__Fragmento del texto__:

=====

Mas la historia no acaba ahí, sino que más bien empieza y se desborda en multitud de encuentros judiciales, pruebas y reconocimientos, de los que se hizo amplio eco la prensa de todo el país. Finalmente, en 1931 el tribunal de casación dictaminó que se trataba de una farsa. Que el que parecía ser Canella no era Canella sino un tal Bruneri. Según cuentan, las pruebas eran contundentes. Con todo, Giulia Canella no dejó de reconocer a quien creía su marido: “quería creer, contra toda evidencia”. Había organizado su propio “teatro de la memoria”, que le resultaba mucho más vivible (cálido, suficientemente verosímil, vívido, incluso real) que el que le ofrecía la verdad oficial. Ella y el desmemoriado encajaron como pudieron los acontecimientos de sus vidas pasadas y superaron los signos contradictorios, las evidencias contrarias. Ciertamente era un teatro, pero en el sentido que daban a esa palabra los tratadistas del Renacimiento: “un sistema de lugares, de imágenes, de actos, de palabras, capaz de suscitar en la memoria otros lugares, otras imágenes, otros actos, otras palabras, en constante profusión y asociación”. ¿Para qué más?

Según Sciascia vivimos hoy “tal abundancia e inagotable concatenación de insatisfacciones, que no deja sitio a la memoria o procura socavarla allí donde sobrevive”. Algo que podemos ver también en la memoria de las ciudades, en el afán equívoco de su conservación. La restauración, por ejemplo, es una teoría muy respetuosa con la historia, la ciencia y los hechos conocidos, pero a costa de una calculadísima dosis de ambigüedad y notorias contradicciones internas. Las ciudades están cuajadas de señales, pero apuntan en múltiples direcciones. Y de todas ellas escogemos sólo algunas, que por alguna razón nos convienen. Pues todas las calles y los edificios son “desmemoriados”, y tenemos nosotros que recomponerles la memoria. Es decir, organizar una exposición lógica y consecutiva de los hechos y espacios de que se quiere dar cuenta. Pero son muchas las memorias posibles, igualmente históricas, científicas y verdaderas.

=====

__Listado mostrado__:
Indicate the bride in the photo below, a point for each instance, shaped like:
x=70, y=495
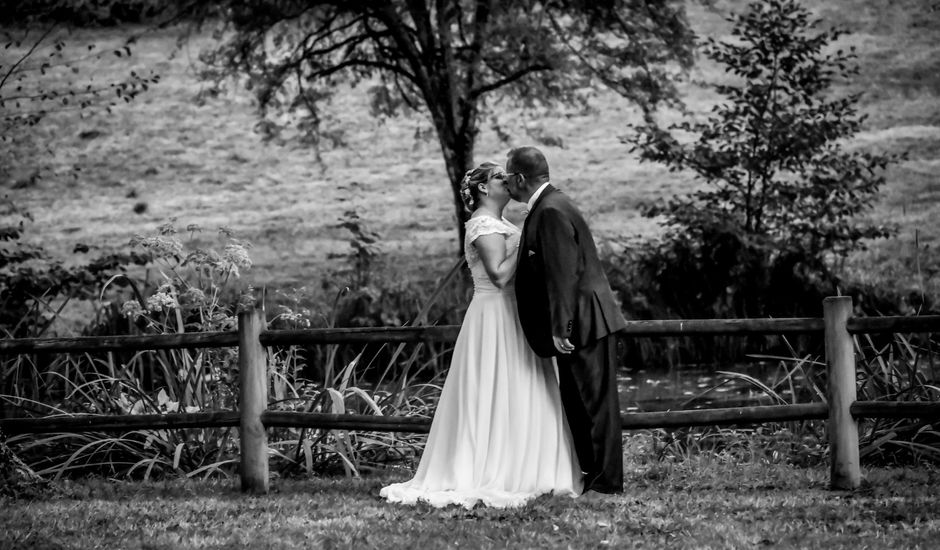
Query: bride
x=499, y=436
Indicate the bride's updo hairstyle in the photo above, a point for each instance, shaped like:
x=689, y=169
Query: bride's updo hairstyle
x=470, y=185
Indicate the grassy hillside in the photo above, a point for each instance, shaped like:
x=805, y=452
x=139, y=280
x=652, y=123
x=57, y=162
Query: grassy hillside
x=177, y=152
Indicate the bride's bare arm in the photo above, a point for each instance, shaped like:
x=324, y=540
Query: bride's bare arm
x=499, y=265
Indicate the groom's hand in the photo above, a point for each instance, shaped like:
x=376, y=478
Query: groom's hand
x=563, y=345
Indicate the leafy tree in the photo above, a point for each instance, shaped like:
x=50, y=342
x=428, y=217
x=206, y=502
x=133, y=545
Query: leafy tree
x=41, y=75
x=781, y=195
x=449, y=58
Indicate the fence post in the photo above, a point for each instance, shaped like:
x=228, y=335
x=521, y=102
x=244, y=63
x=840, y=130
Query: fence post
x=844, y=471
x=252, y=401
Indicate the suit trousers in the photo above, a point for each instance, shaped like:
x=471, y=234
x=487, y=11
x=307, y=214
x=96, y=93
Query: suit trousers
x=588, y=385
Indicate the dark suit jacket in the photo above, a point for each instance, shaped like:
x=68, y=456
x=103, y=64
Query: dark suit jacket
x=561, y=288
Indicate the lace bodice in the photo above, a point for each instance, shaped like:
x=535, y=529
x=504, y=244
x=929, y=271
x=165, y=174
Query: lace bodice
x=485, y=225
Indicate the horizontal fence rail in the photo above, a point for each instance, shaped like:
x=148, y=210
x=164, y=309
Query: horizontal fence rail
x=111, y=423
x=411, y=424
x=841, y=409
x=448, y=333
x=83, y=344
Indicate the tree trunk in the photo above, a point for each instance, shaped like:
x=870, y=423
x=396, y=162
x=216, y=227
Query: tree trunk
x=458, y=158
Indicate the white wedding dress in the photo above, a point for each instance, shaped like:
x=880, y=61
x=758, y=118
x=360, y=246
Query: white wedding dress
x=499, y=436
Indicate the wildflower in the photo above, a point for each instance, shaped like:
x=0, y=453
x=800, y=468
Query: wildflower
x=194, y=295
x=235, y=258
x=132, y=310
x=163, y=298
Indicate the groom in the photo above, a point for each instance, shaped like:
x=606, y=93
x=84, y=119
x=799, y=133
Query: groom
x=568, y=311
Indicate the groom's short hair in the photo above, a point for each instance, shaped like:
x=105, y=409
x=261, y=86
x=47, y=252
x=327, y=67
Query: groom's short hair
x=528, y=161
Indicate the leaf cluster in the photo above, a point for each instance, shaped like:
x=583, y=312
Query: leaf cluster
x=781, y=194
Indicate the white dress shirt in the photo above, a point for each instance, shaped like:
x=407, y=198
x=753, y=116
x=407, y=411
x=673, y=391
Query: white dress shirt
x=535, y=196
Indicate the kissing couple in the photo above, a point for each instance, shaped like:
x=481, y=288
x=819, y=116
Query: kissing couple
x=529, y=405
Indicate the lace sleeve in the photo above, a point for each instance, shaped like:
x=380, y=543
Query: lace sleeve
x=484, y=225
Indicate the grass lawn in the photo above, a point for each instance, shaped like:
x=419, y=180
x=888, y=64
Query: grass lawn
x=699, y=503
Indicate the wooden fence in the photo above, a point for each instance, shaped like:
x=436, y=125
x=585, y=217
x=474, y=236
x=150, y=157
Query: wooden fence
x=841, y=408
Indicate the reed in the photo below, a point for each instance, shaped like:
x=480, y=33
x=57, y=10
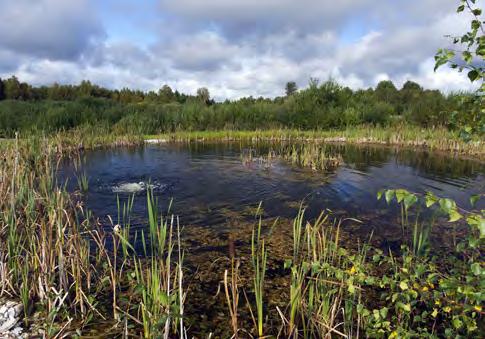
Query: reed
x=407, y=136
x=259, y=257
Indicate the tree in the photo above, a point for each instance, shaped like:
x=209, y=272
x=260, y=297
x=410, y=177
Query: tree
x=469, y=56
x=12, y=88
x=203, y=95
x=386, y=91
x=2, y=95
x=290, y=88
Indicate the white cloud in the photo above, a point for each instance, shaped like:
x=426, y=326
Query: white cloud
x=53, y=29
x=234, y=48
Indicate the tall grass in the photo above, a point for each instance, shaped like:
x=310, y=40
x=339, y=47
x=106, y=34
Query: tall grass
x=59, y=261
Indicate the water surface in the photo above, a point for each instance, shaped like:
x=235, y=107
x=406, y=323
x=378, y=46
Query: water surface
x=209, y=183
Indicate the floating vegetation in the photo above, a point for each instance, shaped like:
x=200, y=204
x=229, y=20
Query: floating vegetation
x=305, y=155
x=74, y=276
x=436, y=139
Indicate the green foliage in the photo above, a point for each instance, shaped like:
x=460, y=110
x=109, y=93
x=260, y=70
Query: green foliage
x=428, y=296
x=290, y=88
x=320, y=106
x=469, y=56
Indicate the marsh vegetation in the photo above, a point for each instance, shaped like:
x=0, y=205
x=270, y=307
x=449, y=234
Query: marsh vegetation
x=77, y=274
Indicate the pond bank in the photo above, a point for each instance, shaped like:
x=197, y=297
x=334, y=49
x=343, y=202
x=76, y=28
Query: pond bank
x=440, y=140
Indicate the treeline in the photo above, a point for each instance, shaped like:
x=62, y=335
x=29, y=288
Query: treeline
x=319, y=106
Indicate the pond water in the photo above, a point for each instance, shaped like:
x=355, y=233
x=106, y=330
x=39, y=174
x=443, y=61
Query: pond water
x=209, y=182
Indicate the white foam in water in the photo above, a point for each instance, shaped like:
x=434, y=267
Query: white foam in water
x=135, y=187
x=130, y=187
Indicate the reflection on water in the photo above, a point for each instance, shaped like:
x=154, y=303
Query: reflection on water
x=209, y=183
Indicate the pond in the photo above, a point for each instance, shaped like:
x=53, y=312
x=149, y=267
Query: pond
x=209, y=183
x=216, y=189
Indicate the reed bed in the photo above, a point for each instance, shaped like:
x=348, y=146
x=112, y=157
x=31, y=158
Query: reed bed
x=63, y=265
x=76, y=276
x=313, y=156
x=434, y=139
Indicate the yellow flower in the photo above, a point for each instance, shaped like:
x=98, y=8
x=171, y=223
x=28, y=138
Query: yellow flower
x=393, y=335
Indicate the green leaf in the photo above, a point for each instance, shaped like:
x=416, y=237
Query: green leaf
x=447, y=204
x=410, y=200
x=401, y=194
x=379, y=194
x=474, y=198
x=473, y=75
x=431, y=199
x=476, y=268
x=467, y=56
x=389, y=196
x=454, y=215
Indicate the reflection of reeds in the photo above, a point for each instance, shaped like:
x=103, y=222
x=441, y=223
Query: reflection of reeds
x=313, y=156
x=400, y=135
x=63, y=266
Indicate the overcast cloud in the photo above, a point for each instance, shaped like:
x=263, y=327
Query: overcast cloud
x=235, y=48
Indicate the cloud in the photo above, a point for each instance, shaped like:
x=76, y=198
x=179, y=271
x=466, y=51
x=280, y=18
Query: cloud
x=51, y=29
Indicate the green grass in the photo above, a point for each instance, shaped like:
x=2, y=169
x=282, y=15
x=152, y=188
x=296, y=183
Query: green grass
x=55, y=259
x=438, y=139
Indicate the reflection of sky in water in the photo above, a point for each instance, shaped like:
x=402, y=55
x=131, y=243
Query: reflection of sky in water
x=206, y=180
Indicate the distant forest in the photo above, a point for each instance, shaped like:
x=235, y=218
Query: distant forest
x=325, y=105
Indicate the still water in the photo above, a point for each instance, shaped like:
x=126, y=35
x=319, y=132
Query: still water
x=209, y=182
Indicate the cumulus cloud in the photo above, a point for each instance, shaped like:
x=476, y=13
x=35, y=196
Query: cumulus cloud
x=235, y=48
x=52, y=29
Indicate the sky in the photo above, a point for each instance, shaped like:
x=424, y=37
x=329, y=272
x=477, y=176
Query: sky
x=234, y=48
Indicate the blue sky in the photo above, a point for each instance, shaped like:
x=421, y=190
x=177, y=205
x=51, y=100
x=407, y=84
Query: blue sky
x=235, y=48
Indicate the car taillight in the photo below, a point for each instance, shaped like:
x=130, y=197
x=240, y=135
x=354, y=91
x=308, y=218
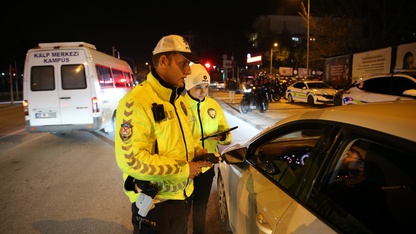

=====

__Ejercicios por resolver__:
A. Diga si cada afirmación concuerda con el fragmento sobre la memoria. Conteste sí o no y cite las palabras del fragmento que lo deciden.
(i) En 1931 el tribunal de casación dictaminó que aquel hombre no era Canella sino Bruneri.
(ii) Tras el fallo, Giulia Canella dejó de reconocer como marido al desmemoriado.
(iii) Las señales de las ciudades apuntan todas en una misma dirección.
B. Prosiga el fragmento sobre la memoria a partir de su última oración.

__Respuestas por ejercicio__:
A.
(i) Sí: "en 1931 el tribunal de casación dictaminó que se trataba de una farsa. Que el que parecía ser Canella no era Canella sino un tal Bruneri."
(ii) No: "Con todo, Giulia Canella no dejó de reconocer a quien creía su marido".
(iii) No: "Las ciudades están cuajadas de señales, pero apuntan en múltiples direcciones."

B.
Hay en youtube un vídeo titulado “Barrio de Las Delicias (Valladolid) en fotos antiguas”. Algunas informaciones son certezas manifiestas: las calles, las plazas, las casas que aparecen en las fotos son, o eran, como parece. Pero además de la arquitectura nos interesan también los márgenes. Esas minucias que vemos en los bordes. El Dauphine blanco y los 600. El pequeño kiosko con los chavales al lado (comprarían regaliz, seguro). El autobús gordinflón. El grandísimo despeje de las calles en alguna foto (sin coches, sin carruajes, casi sin gente, sin nada). Los arbolillos recién estrenados. Las casas bajas junto a las nuevas de 5 plantas. Los charcos, y la mujer con el paraguas. Las dos chicas bailando. Los carteles pegados en el paso peatonal. La impagable foto de la inauguración del túnel de Labradores: todo un recital de la sociedad vallisoletana de los 50. Los muchachos en formación, los profesores, el hisopo, los sombreros y los abrigos muy bien abrochados. El “acude” en el anuncio de la asamblea sobre los terrenos de Farnesio.

Ahí estamos, con ese cúmulo de signos que no nos permiten eludir la encarnación del recuerdo. El final del vídeo es muy expresivo. Pues nos dice: “El pasado es lo que recuerdas, lo que imaginas recordar, lo que te convences en recordar, o lo que pretendes recordar”. Lo que pretendes recordar. Qué bonito. Pues todo recuerdo urbano es carne (se aloja en las personas, anida en las entrañas de la gente). Y como tal, ideológico (y como tal, negociable). Pero volvamos a la historia turinesa. Porque la vida necesita apoyarse (como pueda, pero descansando al fin y al cabo) en una versión de lo que ha sido el pasado, desplegarse en un teatro suficientemente operativo (un verdadero “teatro de operaciones”), enraizarse de alguna forma para ser fértil. Y así lo entendió, literalmente, nuestra pareja. Giulia y el desmemoriado, en los años que tardó en llegar la sentencia fueron, por dos veces, padres. Es posible que en realidad no se tratase del matrimonio que decían ser (los señores Canella), pero nadie podrá negar que aquel teatro dio sus frutos.